BEGIN Document segment

# Why is metered and rhyming so hard?



## HLGStrider (Jul 6, 2003)

Do you usual write rhyming poems or free verse?

I've heard people talk about how they can only write free verse, but that always stumped me because I CAN'T!

Everytime I try to write a poem that doesn't rhyme or start to, it ends up wanting to rhyme or sounding forced or corny. . .

My rhymes are much better and make so much more sense. . .

What about you?


----------



## Lúthien Séregon (Jul 8, 2003)

I definitely write in mostly rhyme, I find it easier that way as well. My free-verse poems generally lack rhythm, but rhyming gives the poem more rhythm as well as more appeal ( they're easier to remember as well ).


----------



## Lantarion (Jul 8, 2003)

I don't usually pay attention to rhyming, but sometimes, if I have the general jist and 'plot' of the poem, I might try to find words that both fit into the poem without standing out especially and rhyme with another word; depending on the rhyme scheme I'm using, of course.
And Elgee, I would have thought that freeverse would be a lot easier than rhyming poems! You can concentrate on the words and the texture of the poem instead of trying to force yourself to find words that rhyme just for the sake of it! There are many of my poems in the Poetry thread that have gone seriously awry because I have tried too hard to impose rhymes into them.


----------



## HLGStrider (Jul 10, 2003)

Everytime I start with the intention of not rhyming I start to rhyme. It is muy frustrating.


----------



## Lantarion (Jul 10, 2003)

Some people would call that a gift, you know..


----------



## syongstar (Jul 10, 2003)

*poetry*

I write alot and edit alot,quite often the words ryme.~~**~~

http://www.geocities.com/urpeotry/index.html


----------



## Arebeth (Aug 23, 2003)

I don't care about ryming. Sometimes it does, sometimes it does not. But, I can't help imagining how it would be if it was_said_ by someone (well, someone who would understand what I'm talking about...) as I am actually learning acting. I've always been someone who listens very much, so for it's really important: how it will _sound_. No matter if the lines ryme are not. If I can't be faithful to my thoughts by ryming them, then I don't.

END Document segment
BEGIN Dataset excerpt

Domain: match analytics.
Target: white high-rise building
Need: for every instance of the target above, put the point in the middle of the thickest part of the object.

END Dataset excerpt

**Tasks**.
1 > Answer these about the forum thread on rhyme:
(a) On what date did Lúthien Séregon post?
(b) What does Lantarion say caused many of their poems to go seriously awry?
(c) What is Arebeth learning?
2 > Transcribe the passage of the forum thread on rhyme that begins with the words "Everytime I start" and ends with the words "gift, you know..".
The listing is separate material, unrelated to the forum thread on rhyme.

**Solved tasks**.
1 >
(a) Jul 8, 2003
(b) Trying too hard to impose rhymes into them
(c) Acting

2 >
Everytime I start with the intention of not rhyming I start to rhyme. It is muy frustrating.


----------



## Lantarion (Jul 10, 2003)

Some people would call that a gift, you know..